** START Supplied passage **
Go Down

Topic: Can I read EEPROM twice in one 'if' statement? (Read 319 times) previous topic - next topic

doublec4

Having some trouble here getting this bit of code to execute on my Arduino Pro Mini...


Code: [Select]

if(EEPROM.read(EEMEMORYCHECK1) != eevalues[EEMEMORYCHECK1] && EEPROM.read(EEMEMORYCHECK2) != eevalues[EEMEMORYCHECK2])          //checking to see if this is the very first time we will update the EEPROM to the default values
{
  for (int j = 0; j < EEPROM.length() ; j++)
  {
    EEPROM.write(j, 0);
  }
  for (int i = 0; i < EE_ARRAYSIZE; i++)
  {
    EEPROM.write(i, eevalues[i]);                                 //writes all of the default values to the eeprom memory
  }
}



Basically I'm storing my default values in the eevalues[] array that is initialized in my header.

What I'm trying to achieve is determine if this is the very first time I'm ever running this piece of code on my arduino. How I'm trying to do this is by comparing the first two bytes in the EEPROM to  two integers at positions EEMEMORYCHECK1 and EEMEMORYCHECK2 within the array.

The logic here is that it will be very statistically unlikely (I think) that 'out of the box' those first two bytes in EEPROM were randomly assigned the integer values I chose. Therefore, this piece of code should run the very first time the code ever runs. The first for loop basically clears all of the EEPROM, and the second for loop then puts my default values from my array into EEPROM memory. The next time this if statement is run, those memorycheck integers will match and I won't keep writing over EEPROM memory (to keep from wearing it out).

Sounds nice in theory but I can't get the if statement to run... if I remove the && and the second comparison then it works... but then I have a much greater chance that my new arduino will have a matching value in EEPROM!

Any help would be great! Thanks!


aarg

How I'm trying to do this is by comparing the first two bytes in the EEPROM to  two integers at positions EEMEMORYCHECK1 and EEMEMORYCHECK2 within the array.
You can only compare byte with int reliably if the int's value doesn't exceed 255. Please post the entire sketch so we can check for such hidden problems.
** END Supplied passage **
** START Information provided **
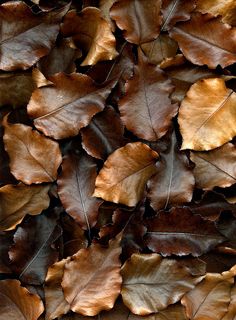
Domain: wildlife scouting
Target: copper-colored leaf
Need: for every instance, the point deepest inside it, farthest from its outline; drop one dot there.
(216, 167)
(174, 182)
(32, 251)
(146, 108)
(151, 283)
(92, 281)
(207, 115)
(180, 232)
(174, 11)
(140, 19)
(26, 37)
(17, 303)
(17, 201)
(210, 299)
(33, 157)
(125, 173)
(61, 110)
(104, 134)
(202, 46)
(56, 305)
(96, 40)
(75, 188)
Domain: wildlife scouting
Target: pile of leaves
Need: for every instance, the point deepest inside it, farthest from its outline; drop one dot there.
(117, 160)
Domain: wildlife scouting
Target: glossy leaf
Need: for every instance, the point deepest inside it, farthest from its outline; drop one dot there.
(207, 115)
(125, 173)
(61, 110)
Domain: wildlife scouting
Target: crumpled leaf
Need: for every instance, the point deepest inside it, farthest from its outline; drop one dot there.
(180, 232)
(96, 40)
(33, 157)
(146, 108)
(207, 115)
(61, 110)
(92, 281)
(174, 182)
(125, 173)
(32, 252)
(18, 303)
(140, 20)
(202, 46)
(26, 37)
(19, 200)
(75, 188)
(216, 167)
(151, 283)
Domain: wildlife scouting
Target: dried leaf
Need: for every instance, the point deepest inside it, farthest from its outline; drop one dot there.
(202, 46)
(151, 283)
(96, 273)
(96, 40)
(140, 20)
(17, 201)
(34, 158)
(125, 173)
(207, 115)
(61, 110)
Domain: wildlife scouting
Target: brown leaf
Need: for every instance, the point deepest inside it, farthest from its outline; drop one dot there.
(175, 11)
(17, 303)
(210, 296)
(104, 134)
(224, 8)
(146, 108)
(140, 20)
(32, 252)
(180, 232)
(56, 305)
(26, 37)
(75, 188)
(125, 173)
(151, 283)
(33, 157)
(96, 40)
(19, 200)
(174, 182)
(216, 167)
(92, 281)
(207, 115)
(202, 46)
(61, 110)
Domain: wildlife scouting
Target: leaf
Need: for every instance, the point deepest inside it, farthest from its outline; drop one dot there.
(96, 273)
(61, 110)
(202, 46)
(33, 157)
(17, 303)
(32, 252)
(181, 233)
(96, 40)
(125, 173)
(174, 181)
(151, 283)
(216, 167)
(212, 294)
(175, 11)
(56, 305)
(146, 108)
(75, 187)
(104, 134)
(17, 201)
(140, 20)
(26, 37)
(207, 115)
(225, 8)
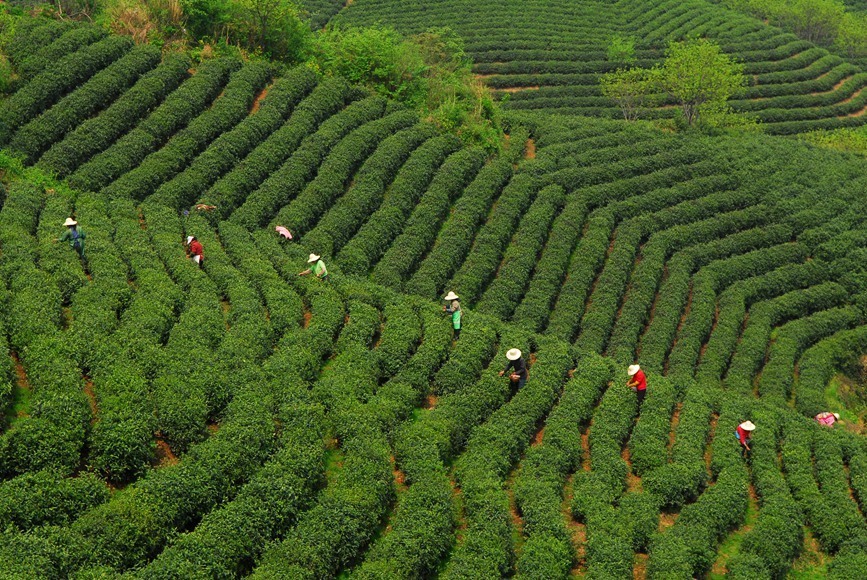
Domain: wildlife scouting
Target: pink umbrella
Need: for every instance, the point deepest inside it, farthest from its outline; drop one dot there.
(284, 232)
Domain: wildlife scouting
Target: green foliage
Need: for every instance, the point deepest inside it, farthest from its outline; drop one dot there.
** END Information provided **
• **Exercise instructions**
**a.** For each statement, say yes or no according to the EEPROM thread, and quote the words of the thread that decide it.
(i) The first for loop writes the default values into EEPROM.
(ii) Taking out the && and the second comparison makes the if statement work.
(iii) The reply says a byte can be compared with an int reliably whatever the int's value.
**b.** Answer from the EEPROM thread:
(i) On which board is the code failing to execute?
(ii) Where is the eevalues[] array initialized?
(iii) What does the reply ask the poster to post?
**c.** Quote everything in the EEPROM thread from "Sounds nice in" down to "be great! Thanks!".
Answer from the EEPROM thread alone, without the data.

• **The solutions**
**a.**
(i) No: "The first for loop basically clears all of the EEPROM, and the second for loop then puts my default values from my array into EEPROM memory."
(ii) Yes: "if I remove the && and the second comparison then it works"
(iii) No: "You can only compare byte with int reliably if the int's value doesn't exceed 255."

**b.**
(i) An Arduino Pro Mini.
(ii) In the poster's header.
(iii) The entire sketch.

**c.**
Sounds nice in theory but I can't get the if statement to run... if I remove the && and the second comparison then it works... but then I have a much greater chance that my new arduino will have a matching value in EEPROM!

Any help would be great! Thanks!